• [ZU LESENDER AUSZUG]:
━━━━

Über den Krieg - XXXIX | Inhalt | Die militärische Lage in Frankreich

Seitenzahlen verweisen auf: Karl Marx/Friedrich Engels - Werke, (Karl) Dietz Verlag, Berlin. Band 17, 5. Auflage 1973, unveränderter Nachdruck der 1. Auflage 1962, Berlin/DDR. S. 52-55.

Erstellt am 13.12.1998.
1. Korrektur.

Friedrich Engels

Über den Krieg - XL


["The Pall Mall Gazette" Nr. 1864 vom 2. Februar 1871]

|253| Wenn wir dem jüngsten Telegramm aus Bern glauben sollen und wir haben keinen Grund, ihm nicht zu glauben -, so ist unsere Voraussage über das Schicksal von Bourbakis Armee eingetroffen. Es wird mitgeteilt, daß dem Schweizer Bundesrat offiziell gemeldet wurde, diese etwa 80.000 Mann starke Armee habe Schweizer Gebiet betreten, wo sie natürlich ihre Waffen niederlegen muß. Die genauen Stellen, an denen sich der Übertritt ereignet hat, sind nicht angegeben worden; es muß aber südlich von Blamont und nicht südlicher als Pontarlier geschehen sein. Die einzelnen Detachements werden die Grenze an verschiedenen Stellen passiert haben, das Gros der Truppen wahrscheinlich in Les Brenets, wo die Straße von Besançon nach Neuchâtel auf Schweizer Territorium übergeht.

━━━━

• [AUSZUG AUS DATENSATZ]:
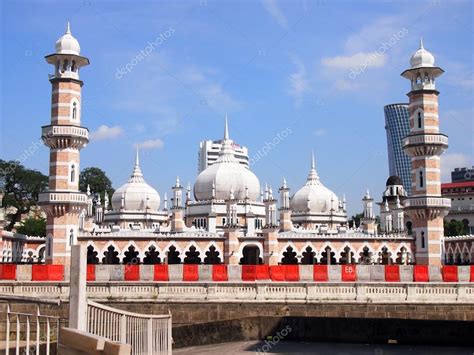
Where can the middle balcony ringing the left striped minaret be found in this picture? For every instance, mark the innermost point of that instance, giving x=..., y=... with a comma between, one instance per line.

━━━━

• [AUFGABENSTELLUNG]:
Beantworten Sie anhand des Textes über Bourbakis Armee folgende Fragen:
(a) In welcher Zeitung, unter welcher Nummer und an welchem Datum erschien der Artikel?
(b) Wie stark war Bourbakis Armee laut dem Telegramm aus Bern?
(c) An welchem Ort hat das Gros der Truppen die Grenze wahrscheinlich passiert?

• [LÖSUNG DER AUFGABE]:
(a) In „The Pall Mall Gazette“, Nr. 1864, vom 2. Februar 1871.
(b) Etwa 80.000 Mann.
(c) In Les Brenets, wo die Straße von Besançon nach Neuchâtel auf Schweizer Territorium übergeht.